-- start of Passage given --

VAT Newsletter 33/2013
Late success for property developers – Federal Fiscal Court puts Federal Ministry of Finance in its place
By judgment of 22 August 2013 (V R 37/10), the Federal Fiscal Court decided that the reverse-charge-scheme for construction work in relation to immovable property according to sec. 13b of the German VAT Act in principle is no longer applicable for supplies to property developers. However, the decision of the Federal Fiscal Court is not only of importance to property developers. It has put the tax authorities in their place as it has dismissed various regulations by the tax authorities due to the breach of the principle of legal certainty. This decision also has an effect on other areas as the general simplification rules according to sec. 13b of the German Administrative Circular no longer provide certainty and the 10% hurdle for the qualification as a reseller of power and gas may become invalid.


1.
Federal Fiscal Court, judgment of 22 August 2013

A property developer commissioned a general contractor to construct a building. As the property developer assumed the application of the reverse-charge-scheme, he declared and paid VAT according to sec. 13b of the German VAT Act. Subsequently he claimed, in his annual VAT return, that he had not carried out any sustainable construction work and therefore did not owe VAT. The tax authorities rejected this assertion, stating that the property developer and the general contractor had agreed upon applying sec. 13b of the German VAT Act.

-- end of Passage given --

■ **Problems and tasks**
1) For each statement below, say whether it agrees with the VAT newsletter above, answering yes or no and quoting the words of the newsletter that settle it.
(a) The Federal Fiscal Court's judgment was dated 22 August 2013.
(b) The tax authorities accepted the property developer's claim that he did not owe VAT.
(c) The property developer commissioned an architect to construct a building.
2) Pick up the VAT newsletter above after its last sentence and carry it forward.

-- start of Recorded data --

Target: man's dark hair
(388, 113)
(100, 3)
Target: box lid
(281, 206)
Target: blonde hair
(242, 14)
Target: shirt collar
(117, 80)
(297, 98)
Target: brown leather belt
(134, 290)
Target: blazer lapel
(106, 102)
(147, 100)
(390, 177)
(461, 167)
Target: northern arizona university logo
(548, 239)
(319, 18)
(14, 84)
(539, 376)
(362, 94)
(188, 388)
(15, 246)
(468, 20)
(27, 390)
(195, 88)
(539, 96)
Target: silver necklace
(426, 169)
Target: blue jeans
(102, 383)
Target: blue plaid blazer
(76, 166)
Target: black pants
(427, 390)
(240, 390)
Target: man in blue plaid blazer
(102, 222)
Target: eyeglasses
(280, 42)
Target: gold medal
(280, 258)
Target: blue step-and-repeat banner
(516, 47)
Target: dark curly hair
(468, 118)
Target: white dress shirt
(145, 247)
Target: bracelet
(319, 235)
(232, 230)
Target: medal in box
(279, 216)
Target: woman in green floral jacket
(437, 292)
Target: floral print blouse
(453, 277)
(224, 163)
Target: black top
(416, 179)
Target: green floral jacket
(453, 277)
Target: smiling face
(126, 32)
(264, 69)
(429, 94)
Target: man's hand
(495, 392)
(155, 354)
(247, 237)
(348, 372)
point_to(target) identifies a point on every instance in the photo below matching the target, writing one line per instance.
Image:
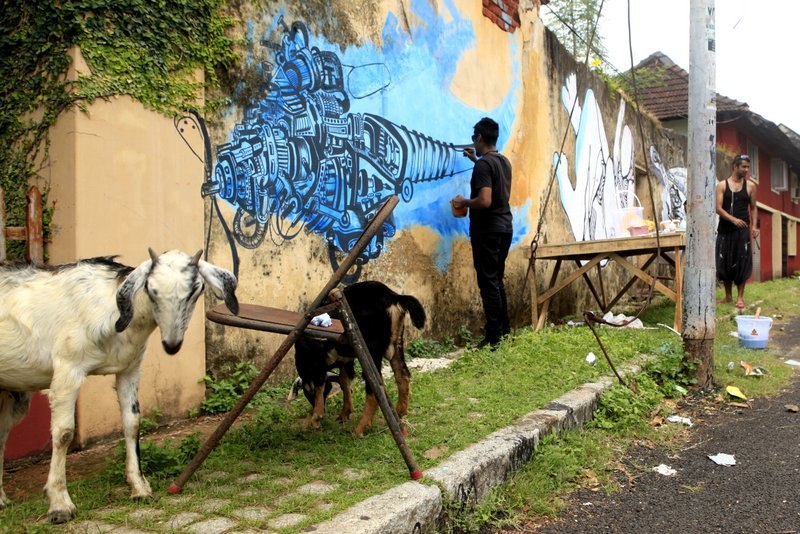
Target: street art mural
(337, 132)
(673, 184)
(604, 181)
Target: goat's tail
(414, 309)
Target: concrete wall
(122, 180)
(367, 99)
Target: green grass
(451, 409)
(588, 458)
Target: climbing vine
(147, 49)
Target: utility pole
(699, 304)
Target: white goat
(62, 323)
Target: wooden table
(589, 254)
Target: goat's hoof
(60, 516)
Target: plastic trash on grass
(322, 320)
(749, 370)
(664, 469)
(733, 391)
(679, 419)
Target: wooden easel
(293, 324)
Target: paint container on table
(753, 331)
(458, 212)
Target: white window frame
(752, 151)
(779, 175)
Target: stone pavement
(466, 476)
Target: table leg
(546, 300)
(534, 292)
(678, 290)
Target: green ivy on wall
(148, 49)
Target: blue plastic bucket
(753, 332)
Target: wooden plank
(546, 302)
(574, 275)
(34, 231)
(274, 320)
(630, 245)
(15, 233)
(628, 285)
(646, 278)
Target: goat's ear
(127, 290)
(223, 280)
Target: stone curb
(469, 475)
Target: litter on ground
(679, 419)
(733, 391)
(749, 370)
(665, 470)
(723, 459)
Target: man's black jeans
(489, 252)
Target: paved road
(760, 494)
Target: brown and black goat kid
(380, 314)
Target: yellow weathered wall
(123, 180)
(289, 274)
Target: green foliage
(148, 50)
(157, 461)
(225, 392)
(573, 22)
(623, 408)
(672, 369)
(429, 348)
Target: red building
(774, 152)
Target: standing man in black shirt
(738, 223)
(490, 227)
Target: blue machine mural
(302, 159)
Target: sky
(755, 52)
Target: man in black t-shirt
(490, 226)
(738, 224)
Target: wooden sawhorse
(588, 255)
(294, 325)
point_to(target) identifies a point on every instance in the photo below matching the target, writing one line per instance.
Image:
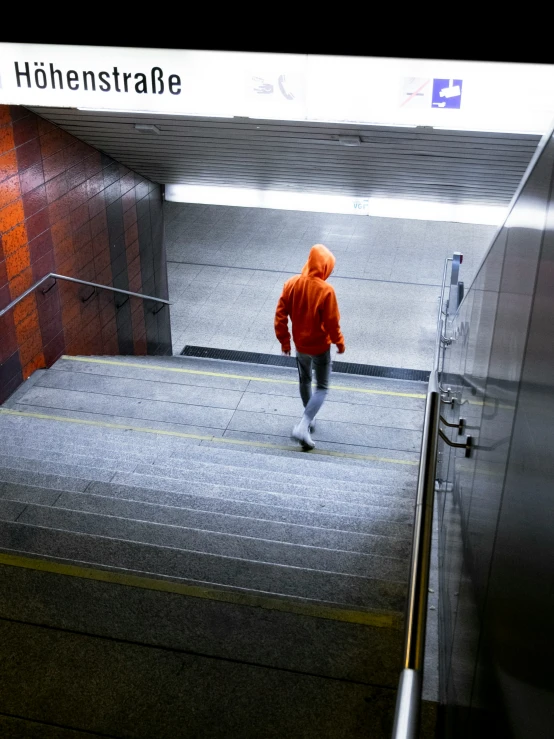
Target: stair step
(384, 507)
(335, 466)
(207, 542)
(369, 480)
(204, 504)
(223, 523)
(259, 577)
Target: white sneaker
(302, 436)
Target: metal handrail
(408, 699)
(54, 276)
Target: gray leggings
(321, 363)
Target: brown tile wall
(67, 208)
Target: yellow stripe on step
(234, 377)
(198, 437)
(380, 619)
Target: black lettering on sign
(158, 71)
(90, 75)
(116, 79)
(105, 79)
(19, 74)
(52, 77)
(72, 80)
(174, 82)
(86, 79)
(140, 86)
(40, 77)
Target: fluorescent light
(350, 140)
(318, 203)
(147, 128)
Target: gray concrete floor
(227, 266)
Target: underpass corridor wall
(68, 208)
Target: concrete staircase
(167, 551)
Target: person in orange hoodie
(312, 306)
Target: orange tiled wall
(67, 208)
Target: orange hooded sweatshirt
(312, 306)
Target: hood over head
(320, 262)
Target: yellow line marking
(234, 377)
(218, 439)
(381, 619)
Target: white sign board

-- end of Recorded data --

■ **Answer list**
1)
(a) Yes: "By judgment of 22 August 2013 (V R 37/10)"
(b) No: "The tax authorities rejected this assertion"
(c) No: "A property developer commissioned a general contractor to construct a building."

2)
Initially, the Federal Fiscal Court stayed the proceedings and referred the question to the European Court of Justice, as to whether sec. 13b of the German VAT Act was compatible with EU law. The ECJ affirmed this (see ECJ, judgment of 12 December 2012, C-395/11, BVL), however, also pointed out that the national courts are required to consider the principle of legal certainty when applying sec. 13b of the German VAT Act.

The Federal Fiscal Court was pleased to “take on board”this „order“ and has since declared the following administrative rules to be incompatible with the principle of legal certainty:

  • The so-called 10% hurdle for the determination of„sustainable construction work“ in sec. 13b.3 para 1 and 2 of the German Administrative Circular is not suitable as the contractor is not able to reliably assess whether he or his customer is liable to pay the VAT.
  • The Federal Fiscal Court also considers the determination in sec. 13b.3 Abs. 10 of the German Administrative Circular to be too general, after which the conduct of construction work is sufficient without there being the need of a direct link between the received and carried out construction work.
  • Furthermore, the Federal Fiscal Court dismisses the so-called simplification rule in sec. 13b.8 of the German Administrative Circular. According to this rule, there would be no objections if both parties were to amicably assume the application of the reverse-charge-scheme despite the conditions not being fulfilled. The Federal Fiscal Court points out that such an agreement between the contracting parties contradicts the legal provisions as this provision does not put the applicability of the reverse-charge-scheme at the participants‘ disposal.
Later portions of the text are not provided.